---- RECORDS PROVIDED

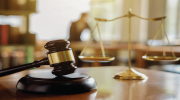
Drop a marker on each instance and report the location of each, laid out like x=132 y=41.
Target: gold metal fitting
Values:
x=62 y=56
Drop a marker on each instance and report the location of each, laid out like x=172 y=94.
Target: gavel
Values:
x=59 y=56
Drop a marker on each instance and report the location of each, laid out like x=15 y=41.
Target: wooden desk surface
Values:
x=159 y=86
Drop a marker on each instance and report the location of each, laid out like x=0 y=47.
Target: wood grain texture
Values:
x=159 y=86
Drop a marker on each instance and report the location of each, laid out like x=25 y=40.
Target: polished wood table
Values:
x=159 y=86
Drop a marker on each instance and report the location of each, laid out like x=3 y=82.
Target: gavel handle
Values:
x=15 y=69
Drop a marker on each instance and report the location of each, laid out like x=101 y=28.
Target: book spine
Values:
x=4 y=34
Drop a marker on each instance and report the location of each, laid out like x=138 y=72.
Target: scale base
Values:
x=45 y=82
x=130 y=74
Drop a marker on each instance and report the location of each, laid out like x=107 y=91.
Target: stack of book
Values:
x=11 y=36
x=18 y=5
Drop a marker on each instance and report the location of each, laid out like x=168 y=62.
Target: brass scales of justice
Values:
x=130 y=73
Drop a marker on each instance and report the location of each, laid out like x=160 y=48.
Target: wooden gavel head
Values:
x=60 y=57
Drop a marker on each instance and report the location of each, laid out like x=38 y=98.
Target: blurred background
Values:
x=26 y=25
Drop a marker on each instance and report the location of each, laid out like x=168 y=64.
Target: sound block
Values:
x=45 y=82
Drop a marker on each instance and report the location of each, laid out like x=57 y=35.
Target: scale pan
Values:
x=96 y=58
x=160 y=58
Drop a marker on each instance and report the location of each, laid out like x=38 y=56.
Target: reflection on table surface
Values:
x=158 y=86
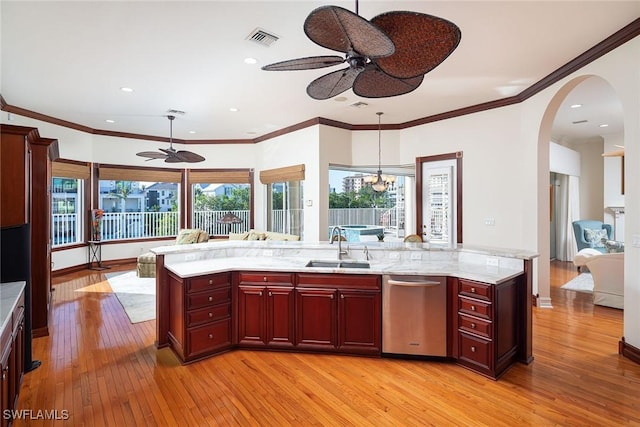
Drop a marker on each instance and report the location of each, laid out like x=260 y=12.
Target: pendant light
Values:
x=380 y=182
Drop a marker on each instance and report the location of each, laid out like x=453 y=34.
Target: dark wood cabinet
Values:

--------
---- RECORDS PROVIDED

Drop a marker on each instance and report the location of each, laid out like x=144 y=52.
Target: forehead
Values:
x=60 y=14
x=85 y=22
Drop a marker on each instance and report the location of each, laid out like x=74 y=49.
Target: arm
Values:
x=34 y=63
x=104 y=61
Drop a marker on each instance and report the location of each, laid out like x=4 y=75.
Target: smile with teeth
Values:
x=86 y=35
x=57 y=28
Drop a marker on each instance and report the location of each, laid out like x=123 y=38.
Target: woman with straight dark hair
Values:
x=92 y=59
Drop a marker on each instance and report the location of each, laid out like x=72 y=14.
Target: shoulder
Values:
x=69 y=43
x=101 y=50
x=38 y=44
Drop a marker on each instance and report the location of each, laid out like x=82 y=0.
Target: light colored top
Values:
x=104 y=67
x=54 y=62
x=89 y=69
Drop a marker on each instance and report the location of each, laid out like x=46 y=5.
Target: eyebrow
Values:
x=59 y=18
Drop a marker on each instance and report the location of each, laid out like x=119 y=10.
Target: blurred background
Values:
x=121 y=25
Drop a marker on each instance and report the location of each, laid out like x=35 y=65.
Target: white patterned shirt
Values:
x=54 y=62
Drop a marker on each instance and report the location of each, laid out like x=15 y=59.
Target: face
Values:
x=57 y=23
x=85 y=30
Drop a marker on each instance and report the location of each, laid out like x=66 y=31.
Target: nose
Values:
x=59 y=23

--------

WRITTEN TASK. State only how many lines of the data above contain the string "book", with uppercase and lowercase letters treated as distinct.

THE RESULT. 2